◆ **Written instruction**
Copy out the listing below with every "pixel coordinates" swapped for "image coordinates", and leave everything else unchanged.

◆ **Information provided**
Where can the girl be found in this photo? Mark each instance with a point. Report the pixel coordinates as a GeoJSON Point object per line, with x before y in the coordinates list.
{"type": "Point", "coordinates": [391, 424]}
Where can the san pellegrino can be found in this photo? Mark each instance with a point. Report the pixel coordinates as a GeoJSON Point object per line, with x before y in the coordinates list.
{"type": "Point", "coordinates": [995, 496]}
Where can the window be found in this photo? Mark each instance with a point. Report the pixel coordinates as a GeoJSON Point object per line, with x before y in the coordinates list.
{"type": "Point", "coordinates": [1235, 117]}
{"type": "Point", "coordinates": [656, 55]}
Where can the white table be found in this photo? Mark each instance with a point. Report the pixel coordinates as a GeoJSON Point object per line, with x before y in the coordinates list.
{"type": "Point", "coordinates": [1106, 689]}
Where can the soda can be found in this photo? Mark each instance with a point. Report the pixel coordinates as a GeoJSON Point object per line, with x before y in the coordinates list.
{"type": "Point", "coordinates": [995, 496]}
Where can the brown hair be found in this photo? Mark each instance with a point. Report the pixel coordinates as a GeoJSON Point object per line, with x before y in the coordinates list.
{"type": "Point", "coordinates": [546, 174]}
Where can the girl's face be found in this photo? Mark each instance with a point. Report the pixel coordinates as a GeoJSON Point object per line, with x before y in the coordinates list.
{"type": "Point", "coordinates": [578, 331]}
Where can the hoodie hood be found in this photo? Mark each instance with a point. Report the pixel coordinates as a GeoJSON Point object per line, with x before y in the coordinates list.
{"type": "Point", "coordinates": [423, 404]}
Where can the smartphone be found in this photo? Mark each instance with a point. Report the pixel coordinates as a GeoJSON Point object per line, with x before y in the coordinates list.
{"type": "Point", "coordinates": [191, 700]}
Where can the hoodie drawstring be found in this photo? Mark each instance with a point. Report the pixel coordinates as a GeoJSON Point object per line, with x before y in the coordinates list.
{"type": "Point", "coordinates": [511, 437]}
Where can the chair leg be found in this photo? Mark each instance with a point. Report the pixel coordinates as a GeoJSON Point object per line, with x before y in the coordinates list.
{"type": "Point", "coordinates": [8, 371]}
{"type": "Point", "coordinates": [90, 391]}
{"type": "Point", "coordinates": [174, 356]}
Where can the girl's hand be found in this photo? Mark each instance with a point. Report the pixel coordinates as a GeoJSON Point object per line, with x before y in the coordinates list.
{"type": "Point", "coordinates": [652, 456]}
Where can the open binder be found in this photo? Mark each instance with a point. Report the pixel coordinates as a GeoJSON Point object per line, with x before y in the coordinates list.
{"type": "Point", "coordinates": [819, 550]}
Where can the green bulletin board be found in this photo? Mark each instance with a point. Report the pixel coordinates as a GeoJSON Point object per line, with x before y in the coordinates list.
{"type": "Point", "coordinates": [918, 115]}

◆ **Problem solution**
Where can the girl be found in this photo? Mark each instance with a point. Report the image coordinates as a GeoJSON Point object per line, with x before y in the coordinates list.
{"type": "Point", "coordinates": [391, 424]}
Where can the san pellegrino can be found in this photo? Mark each instance with a point. Report the image coordinates as a GeoJSON Point object per line, with x before y in the coordinates list.
{"type": "Point", "coordinates": [995, 496]}
Where can the window be found in this photo? Mark each instance with a point. Report the image coordinates as a GeoJSON Point object per line, with x before y in the coordinates list.
{"type": "Point", "coordinates": [1235, 117]}
{"type": "Point", "coordinates": [656, 55]}
Where can the white table be found in this photo? Mark each instance with a point. Report the image coordinates as a GeoJSON Point object per line, with x before y in the coordinates list.
{"type": "Point", "coordinates": [1106, 689]}
Where can the soda can be found in this photo? Mark each instance with a point. Report the image coordinates as a GeoJSON Point object per line, with x before y in the coordinates list.
{"type": "Point", "coordinates": [995, 496]}
Where can the brown hair be found in this photo? Mark each instance with a point. Report the image coordinates as a GeoJSON Point object per line, with x before y in the coordinates list.
{"type": "Point", "coordinates": [546, 174]}
Where can the girl's face be found in this photo? Mark each instance with a point. Report the image coordinates as a GeoJSON Point object per line, with x before y in the coordinates list.
{"type": "Point", "coordinates": [578, 331]}
Where can the hoodie hood be found in this photo? Mark each instance with a point. Report the image coordinates as a GeoJSON Point object per line, with x before y in the coordinates list.
{"type": "Point", "coordinates": [423, 404]}
Where can the smartphone be found in this photo? Mark each instance with a point. Report the image coordinates as a GeoJSON Point object per line, with x before y in the coordinates list.
{"type": "Point", "coordinates": [191, 700]}
Where can the hoodie drawstring be found in this photo? Mark each instance with a point. Report the image coordinates as a GeoJSON Point object per line, with x before y in the coordinates list.
{"type": "Point", "coordinates": [511, 437]}
Where can the chair leg be found in this photo? Mark each instance with a point. Report the image coordinates as a GeoJSON Point object per line, with x before y in the coordinates list.
{"type": "Point", "coordinates": [8, 371]}
{"type": "Point", "coordinates": [90, 391]}
{"type": "Point", "coordinates": [174, 356]}
Where can the girl's hand be found in this photo? Mark each instance with a point. Report the image coordinates as a GeoJSON Point object per line, with x before y in the coordinates list.
{"type": "Point", "coordinates": [652, 456]}
Where can the open binder be found in this photo? Mark each instance with a point. Report the image coordinates as a GeoJSON Point object per line, with x before y in the coordinates list.
{"type": "Point", "coordinates": [819, 550]}
Where can the green bulletin board be found in this photo? Mark each instance with a point. Report the image coordinates as a GeoJSON Point object per line, with x before y in the coordinates list.
{"type": "Point", "coordinates": [918, 115]}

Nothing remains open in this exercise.